» **Referring expression data**:
::::::::::
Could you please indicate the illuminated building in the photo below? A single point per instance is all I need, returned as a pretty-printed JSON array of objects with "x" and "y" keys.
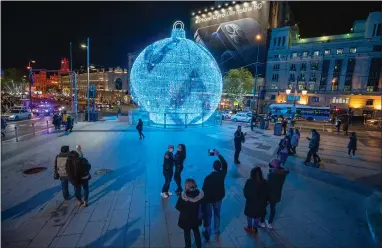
[
  {"x": 176, "y": 80},
  {"x": 342, "y": 71}
]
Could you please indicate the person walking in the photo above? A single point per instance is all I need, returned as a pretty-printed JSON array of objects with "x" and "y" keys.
[
  {"x": 275, "y": 181},
  {"x": 179, "y": 158},
  {"x": 168, "y": 168},
  {"x": 238, "y": 139},
  {"x": 140, "y": 129},
  {"x": 255, "y": 193},
  {"x": 60, "y": 170},
  {"x": 352, "y": 146},
  {"x": 294, "y": 140},
  {"x": 214, "y": 192},
  {"x": 190, "y": 217}
]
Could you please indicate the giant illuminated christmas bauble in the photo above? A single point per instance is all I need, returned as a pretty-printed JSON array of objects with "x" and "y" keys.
[{"x": 176, "y": 80}]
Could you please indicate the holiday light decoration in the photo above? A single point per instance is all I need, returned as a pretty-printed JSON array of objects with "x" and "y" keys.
[{"x": 176, "y": 80}]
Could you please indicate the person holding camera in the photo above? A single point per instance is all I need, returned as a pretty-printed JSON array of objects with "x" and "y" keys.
[
  {"x": 238, "y": 139},
  {"x": 214, "y": 192}
]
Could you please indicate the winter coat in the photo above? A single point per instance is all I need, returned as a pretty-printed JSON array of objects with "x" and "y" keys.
[
  {"x": 256, "y": 197},
  {"x": 275, "y": 181},
  {"x": 189, "y": 206},
  {"x": 238, "y": 139},
  {"x": 213, "y": 186},
  {"x": 294, "y": 140},
  {"x": 168, "y": 163},
  {"x": 352, "y": 143}
]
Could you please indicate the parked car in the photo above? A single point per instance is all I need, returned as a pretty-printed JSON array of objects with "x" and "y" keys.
[{"x": 241, "y": 116}]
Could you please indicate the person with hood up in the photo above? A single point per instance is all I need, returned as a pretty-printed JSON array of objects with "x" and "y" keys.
[
  {"x": 352, "y": 146},
  {"x": 168, "y": 170},
  {"x": 190, "y": 217},
  {"x": 255, "y": 193},
  {"x": 60, "y": 170},
  {"x": 140, "y": 129},
  {"x": 275, "y": 182},
  {"x": 179, "y": 158},
  {"x": 214, "y": 192}
]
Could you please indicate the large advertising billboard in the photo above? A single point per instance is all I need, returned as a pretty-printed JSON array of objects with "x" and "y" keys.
[{"x": 236, "y": 35}]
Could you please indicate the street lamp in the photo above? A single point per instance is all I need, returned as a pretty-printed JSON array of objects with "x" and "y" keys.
[{"x": 87, "y": 52}]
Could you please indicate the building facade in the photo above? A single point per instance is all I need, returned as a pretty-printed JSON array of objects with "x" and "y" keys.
[
  {"x": 340, "y": 71},
  {"x": 111, "y": 85}
]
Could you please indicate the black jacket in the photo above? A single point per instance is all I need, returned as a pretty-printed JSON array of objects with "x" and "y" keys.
[
  {"x": 256, "y": 197},
  {"x": 189, "y": 206},
  {"x": 276, "y": 179},
  {"x": 213, "y": 186},
  {"x": 238, "y": 139},
  {"x": 168, "y": 163}
]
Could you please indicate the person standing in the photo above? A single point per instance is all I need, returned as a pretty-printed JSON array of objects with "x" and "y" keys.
[
  {"x": 255, "y": 193},
  {"x": 60, "y": 170},
  {"x": 352, "y": 146},
  {"x": 140, "y": 129},
  {"x": 179, "y": 158},
  {"x": 275, "y": 182},
  {"x": 168, "y": 168},
  {"x": 294, "y": 140},
  {"x": 214, "y": 192},
  {"x": 238, "y": 139},
  {"x": 189, "y": 206}
]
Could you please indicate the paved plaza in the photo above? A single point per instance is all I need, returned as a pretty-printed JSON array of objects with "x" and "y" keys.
[{"x": 325, "y": 207}]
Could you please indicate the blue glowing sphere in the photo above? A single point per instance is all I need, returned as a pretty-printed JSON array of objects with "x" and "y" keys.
[{"x": 176, "y": 80}]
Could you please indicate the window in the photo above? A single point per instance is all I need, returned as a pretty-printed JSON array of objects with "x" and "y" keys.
[{"x": 369, "y": 102}]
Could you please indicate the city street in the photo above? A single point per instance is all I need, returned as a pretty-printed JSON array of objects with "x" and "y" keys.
[{"x": 326, "y": 207}]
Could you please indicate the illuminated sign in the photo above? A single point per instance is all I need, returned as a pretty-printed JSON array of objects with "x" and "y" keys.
[{"x": 229, "y": 13}]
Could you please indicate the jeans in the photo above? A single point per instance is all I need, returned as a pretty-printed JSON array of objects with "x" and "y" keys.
[
  {"x": 177, "y": 178},
  {"x": 85, "y": 186},
  {"x": 187, "y": 237},
  {"x": 208, "y": 208},
  {"x": 167, "y": 180},
  {"x": 65, "y": 187}
]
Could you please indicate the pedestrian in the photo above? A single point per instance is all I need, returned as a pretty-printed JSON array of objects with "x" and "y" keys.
[
  {"x": 284, "y": 148},
  {"x": 179, "y": 158},
  {"x": 352, "y": 146},
  {"x": 214, "y": 192},
  {"x": 255, "y": 193},
  {"x": 140, "y": 129},
  {"x": 190, "y": 216},
  {"x": 60, "y": 170},
  {"x": 275, "y": 181},
  {"x": 294, "y": 140},
  {"x": 314, "y": 145},
  {"x": 238, "y": 139},
  {"x": 168, "y": 168}
]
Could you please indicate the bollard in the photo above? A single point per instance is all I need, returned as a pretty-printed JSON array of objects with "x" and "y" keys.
[
  {"x": 17, "y": 135},
  {"x": 34, "y": 130}
]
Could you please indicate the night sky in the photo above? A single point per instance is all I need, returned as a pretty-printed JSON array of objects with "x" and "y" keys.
[{"x": 42, "y": 31}]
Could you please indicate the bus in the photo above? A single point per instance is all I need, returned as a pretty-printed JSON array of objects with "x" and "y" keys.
[{"x": 303, "y": 111}]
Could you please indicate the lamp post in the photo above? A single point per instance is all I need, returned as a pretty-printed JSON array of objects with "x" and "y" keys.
[
  {"x": 88, "y": 64},
  {"x": 258, "y": 38}
]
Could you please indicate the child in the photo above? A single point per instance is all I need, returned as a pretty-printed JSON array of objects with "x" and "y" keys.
[
  {"x": 352, "y": 146},
  {"x": 189, "y": 206}
]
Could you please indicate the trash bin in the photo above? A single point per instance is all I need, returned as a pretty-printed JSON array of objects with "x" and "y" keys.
[{"x": 277, "y": 129}]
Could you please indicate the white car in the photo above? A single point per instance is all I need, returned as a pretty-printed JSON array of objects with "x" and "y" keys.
[
  {"x": 18, "y": 114},
  {"x": 242, "y": 116}
]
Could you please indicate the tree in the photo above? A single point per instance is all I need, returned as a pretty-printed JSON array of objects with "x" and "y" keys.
[{"x": 238, "y": 83}]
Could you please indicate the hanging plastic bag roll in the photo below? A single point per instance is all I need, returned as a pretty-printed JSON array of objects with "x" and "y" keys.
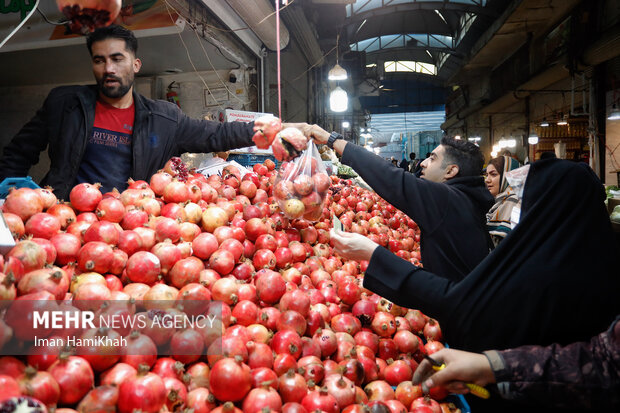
[{"x": 301, "y": 186}]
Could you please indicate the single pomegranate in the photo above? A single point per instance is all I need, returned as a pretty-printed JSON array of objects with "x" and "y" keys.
[
  {"x": 85, "y": 197},
  {"x": 145, "y": 392},
  {"x": 74, "y": 376},
  {"x": 23, "y": 202},
  {"x": 230, "y": 380},
  {"x": 143, "y": 267}
]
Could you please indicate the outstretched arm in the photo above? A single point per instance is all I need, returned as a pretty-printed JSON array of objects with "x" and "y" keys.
[{"x": 584, "y": 375}]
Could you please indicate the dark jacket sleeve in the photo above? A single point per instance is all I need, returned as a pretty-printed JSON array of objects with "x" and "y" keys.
[
  {"x": 405, "y": 284},
  {"x": 583, "y": 375},
  {"x": 420, "y": 199},
  {"x": 24, "y": 149},
  {"x": 199, "y": 136}
]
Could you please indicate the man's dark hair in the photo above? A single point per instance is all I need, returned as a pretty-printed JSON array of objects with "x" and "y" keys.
[
  {"x": 466, "y": 155},
  {"x": 113, "y": 31}
]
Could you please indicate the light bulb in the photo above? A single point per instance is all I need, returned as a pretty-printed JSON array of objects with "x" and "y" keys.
[
  {"x": 338, "y": 100},
  {"x": 337, "y": 73}
]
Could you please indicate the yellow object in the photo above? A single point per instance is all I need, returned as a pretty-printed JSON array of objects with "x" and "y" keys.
[{"x": 473, "y": 388}]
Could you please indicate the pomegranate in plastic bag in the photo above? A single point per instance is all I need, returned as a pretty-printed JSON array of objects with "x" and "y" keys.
[
  {"x": 301, "y": 186},
  {"x": 87, "y": 15}
]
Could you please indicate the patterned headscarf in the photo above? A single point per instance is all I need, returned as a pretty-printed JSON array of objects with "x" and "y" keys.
[{"x": 509, "y": 165}]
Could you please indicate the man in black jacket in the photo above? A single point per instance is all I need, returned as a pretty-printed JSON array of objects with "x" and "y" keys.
[
  {"x": 108, "y": 133},
  {"x": 448, "y": 203}
]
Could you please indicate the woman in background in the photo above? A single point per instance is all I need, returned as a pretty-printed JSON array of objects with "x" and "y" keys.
[{"x": 499, "y": 216}]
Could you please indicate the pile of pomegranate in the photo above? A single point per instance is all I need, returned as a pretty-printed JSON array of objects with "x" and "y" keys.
[{"x": 299, "y": 333}]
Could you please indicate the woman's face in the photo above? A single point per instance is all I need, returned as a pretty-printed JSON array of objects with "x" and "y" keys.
[{"x": 492, "y": 180}]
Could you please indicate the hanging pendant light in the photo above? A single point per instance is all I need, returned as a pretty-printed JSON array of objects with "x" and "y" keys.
[
  {"x": 338, "y": 100},
  {"x": 337, "y": 72},
  {"x": 563, "y": 121}
]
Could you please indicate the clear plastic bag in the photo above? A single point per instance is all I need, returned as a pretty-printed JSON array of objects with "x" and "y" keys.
[{"x": 301, "y": 186}]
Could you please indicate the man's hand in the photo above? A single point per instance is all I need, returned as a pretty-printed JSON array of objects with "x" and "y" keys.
[
  {"x": 352, "y": 246},
  {"x": 265, "y": 129},
  {"x": 461, "y": 367}
]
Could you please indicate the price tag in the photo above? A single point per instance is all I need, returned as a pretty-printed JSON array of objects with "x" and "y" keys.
[{"x": 337, "y": 224}]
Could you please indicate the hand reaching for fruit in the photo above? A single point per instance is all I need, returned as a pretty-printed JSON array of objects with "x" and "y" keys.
[
  {"x": 352, "y": 246},
  {"x": 288, "y": 140},
  {"x": 265, "y": 130},
  {"x": 288, "y": 144}
]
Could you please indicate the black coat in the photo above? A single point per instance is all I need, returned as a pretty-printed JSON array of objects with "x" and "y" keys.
[
  {"x": 451, "y": 215},
  {"x": 65, "y": 121},
  {"x": 554, "y": 278}
]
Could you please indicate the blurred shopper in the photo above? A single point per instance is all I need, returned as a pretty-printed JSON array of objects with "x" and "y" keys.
[
  {"x": 501, "y": 216},
  {"x": 553, "y": 279}
]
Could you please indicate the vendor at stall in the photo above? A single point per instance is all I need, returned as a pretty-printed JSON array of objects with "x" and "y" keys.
[
  {"x": 449, "y": 202},
  {"x": 108, "y": 132}
]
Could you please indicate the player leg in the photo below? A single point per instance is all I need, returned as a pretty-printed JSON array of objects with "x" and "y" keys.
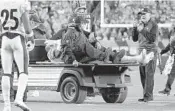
[
  {"x": 7, "y": 60},
  {"x": 142, "y": 58},
  {"x": 21, "y": 59}
]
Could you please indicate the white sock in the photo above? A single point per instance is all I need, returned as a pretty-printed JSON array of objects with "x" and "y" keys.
[
  {"x": 22, "y": 83},
  {"x": 6, "y": 90}
]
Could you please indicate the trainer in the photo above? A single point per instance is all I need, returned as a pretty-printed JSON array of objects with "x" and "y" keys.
[{"x": 145, "y": 32}]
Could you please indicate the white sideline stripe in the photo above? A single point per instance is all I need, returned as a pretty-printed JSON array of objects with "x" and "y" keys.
[
  {"x": 41, "y": 76},
  {"x": 40, "y": 81},
  {"x": 38, "y": 84}
]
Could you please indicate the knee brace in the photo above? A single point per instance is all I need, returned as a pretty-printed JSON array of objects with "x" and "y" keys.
[
  {"x": 23, "y": 73},
  {"x": 8, "y": 75}
]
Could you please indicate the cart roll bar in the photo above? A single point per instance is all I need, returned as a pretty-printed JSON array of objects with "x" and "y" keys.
[{"x": 49, "y": 64}]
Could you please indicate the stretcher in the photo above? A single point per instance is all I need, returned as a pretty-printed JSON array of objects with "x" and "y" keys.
[{"x": 75, "y": 83}]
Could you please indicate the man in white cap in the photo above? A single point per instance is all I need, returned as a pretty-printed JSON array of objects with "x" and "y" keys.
[{"x": 14, "y": 32}]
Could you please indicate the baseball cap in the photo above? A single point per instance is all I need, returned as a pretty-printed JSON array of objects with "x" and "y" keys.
[
  {"x": 145, "y": 10},
  {"x": 76, "y": 19}
]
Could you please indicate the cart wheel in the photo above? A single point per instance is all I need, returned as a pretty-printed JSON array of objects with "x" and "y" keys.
[
  {"x": 72, "y": 92},
  {"x": 24, "y": 97},
  {"x": 117, "y": 96}
]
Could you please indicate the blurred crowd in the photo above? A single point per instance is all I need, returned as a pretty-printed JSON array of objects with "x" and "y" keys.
[
  {"x": 50, "y": 16},
  {"x": 124, "y": 12}
]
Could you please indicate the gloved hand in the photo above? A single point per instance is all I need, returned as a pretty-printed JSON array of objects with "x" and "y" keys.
[
  {"x": 76, "y": 63},
  {"x": 30, "y": 43}
]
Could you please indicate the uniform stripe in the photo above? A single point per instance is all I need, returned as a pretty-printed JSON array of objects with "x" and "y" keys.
[{"x": 26, "y": 58}]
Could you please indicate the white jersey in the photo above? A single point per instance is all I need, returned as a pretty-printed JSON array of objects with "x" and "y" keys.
[{"x": 10, "y": 15}]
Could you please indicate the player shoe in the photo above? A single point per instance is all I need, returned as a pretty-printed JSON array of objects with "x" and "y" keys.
[{"x": 21, "y": 105}]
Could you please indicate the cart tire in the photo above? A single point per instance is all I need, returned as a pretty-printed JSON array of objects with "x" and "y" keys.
[
  {"x": 115, "y": 97},
  {"x": 24, "y": 97},
  {"x": 122, "y": 96},
  {"x": 72, "y": 92}
]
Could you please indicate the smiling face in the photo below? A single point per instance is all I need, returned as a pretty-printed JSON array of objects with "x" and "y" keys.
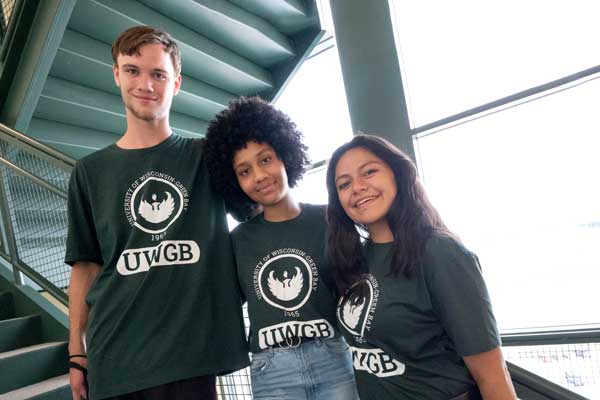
[
  {"x": 148, "y": 82},
  {"x": 261, "y": 174},
  {"x": 366, "y": 188}
]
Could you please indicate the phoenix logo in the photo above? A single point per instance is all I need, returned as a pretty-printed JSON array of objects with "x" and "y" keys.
[
  {"x": 356, "y": 305},
  {"x": 157, "y": 211},
  {"x": 285, "y": 281},
  {"x": 155, "y": 204},
  {"x": 351, "y": 313},
  {"x": 288, "y": 288}
]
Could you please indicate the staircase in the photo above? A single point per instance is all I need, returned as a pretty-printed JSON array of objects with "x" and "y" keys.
[
  {"x": 229, "y": 48},
  {"x": 31, "y": 366}
]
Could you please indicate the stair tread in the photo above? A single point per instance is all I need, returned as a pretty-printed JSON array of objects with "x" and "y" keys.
[
  {"x": 15, "y": 319},
  {"x": 37, "y": 388},
  {"x": 27, "y": 349}
]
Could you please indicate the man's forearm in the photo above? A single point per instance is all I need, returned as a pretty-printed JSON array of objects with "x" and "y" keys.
[{"x": 82, "y": 277}]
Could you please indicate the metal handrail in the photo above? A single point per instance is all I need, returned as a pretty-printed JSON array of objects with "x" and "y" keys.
[
  {"x": 54, "y": 159},
  {"x": 49, "y": 153},
  {"x": 531, "y": 386},
  {"x": 564, "y": 336}
]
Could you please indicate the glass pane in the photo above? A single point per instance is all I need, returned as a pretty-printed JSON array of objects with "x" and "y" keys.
[
  {"x": 312, "y": 188},
  {"x": 574, "y": 366},
  {"x": 520, "y": 187},
  {"x": 315, "y": 100},
  {"x": 460, "y": 54}
]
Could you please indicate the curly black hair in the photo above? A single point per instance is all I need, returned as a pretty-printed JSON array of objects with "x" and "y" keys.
[{"x": 250, "y": 119}]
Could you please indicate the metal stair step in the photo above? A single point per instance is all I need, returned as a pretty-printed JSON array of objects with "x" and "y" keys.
[
  {"x": 28, "y": 365},
  {"x": 56, "y": 388},
  {"x": 20, "y": 332}
]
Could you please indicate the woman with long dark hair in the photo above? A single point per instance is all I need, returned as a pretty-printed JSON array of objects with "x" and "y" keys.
[{"x": 414, "y": 307}]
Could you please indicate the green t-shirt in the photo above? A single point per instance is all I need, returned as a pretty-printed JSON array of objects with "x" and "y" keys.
[
  {"x": 165, "y": 305},
  {"x": 283, "y": 275},
  {"x": 408, "y": 336}
]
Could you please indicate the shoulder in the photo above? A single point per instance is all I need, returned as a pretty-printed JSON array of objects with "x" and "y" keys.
[
  {"x": 444, "y": 245},
  {"x": 316, "y": 211},
  {"x": 246, "y": 226},
  {"x": 100, "y": 159},
  {"x": 445, "y": 255}
]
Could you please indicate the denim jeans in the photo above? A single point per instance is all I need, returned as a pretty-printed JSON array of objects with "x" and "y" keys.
[{"x": 315, "y": 370}]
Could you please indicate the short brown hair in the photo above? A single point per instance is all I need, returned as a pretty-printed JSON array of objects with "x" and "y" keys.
[{"x": 130, "y": 42}]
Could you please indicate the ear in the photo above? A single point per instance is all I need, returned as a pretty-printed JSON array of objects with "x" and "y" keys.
[
  {"x": 116, "y": 75},
  {"x": 177, "y": 85}
]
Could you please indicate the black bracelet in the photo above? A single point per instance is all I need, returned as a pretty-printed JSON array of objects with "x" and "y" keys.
[{"x": 79, "y": 367}]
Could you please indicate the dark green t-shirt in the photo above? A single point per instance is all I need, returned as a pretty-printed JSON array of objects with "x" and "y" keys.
[
  {"x": 283, "y": 275},
  {"x": 408, "y": 336},
  {"x": 165, "y": 305}
]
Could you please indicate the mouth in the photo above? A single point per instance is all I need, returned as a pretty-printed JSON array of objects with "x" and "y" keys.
[
  {"x": 364, "y": 201},
  {"x": 266, "y": 188},
  {"x": 145, "y": 98}
]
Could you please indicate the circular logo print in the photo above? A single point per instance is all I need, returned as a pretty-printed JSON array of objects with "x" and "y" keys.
[
  {"x": 355, "y": 306},
  {"x": 155, "y": 205},
  {"x": 285, "y": 281}
]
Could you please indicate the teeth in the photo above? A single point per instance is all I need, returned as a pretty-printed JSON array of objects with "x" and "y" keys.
::::::::::
» **THE PROBLEM**: Restate word for word the lines running from the line that holds "Could you please indicate the circular" to the final line of the entries.

» **ANSWER BOX**:
Could you please indicate the circular logo print in the photo above? A single point per instance is all I need, returned as a pretty-printed JSON array of objects with "x" and "y" keys.
[
  {"x": 355, "y": 306},
  {"x": 155, "y": 205},
  {"x": 285, "y": 281}
]
Could you please indicate the teeth in the photo above? A single point per instance is all I need, returned as a pretty-printed JSON array of objects with "x" and "y" keys.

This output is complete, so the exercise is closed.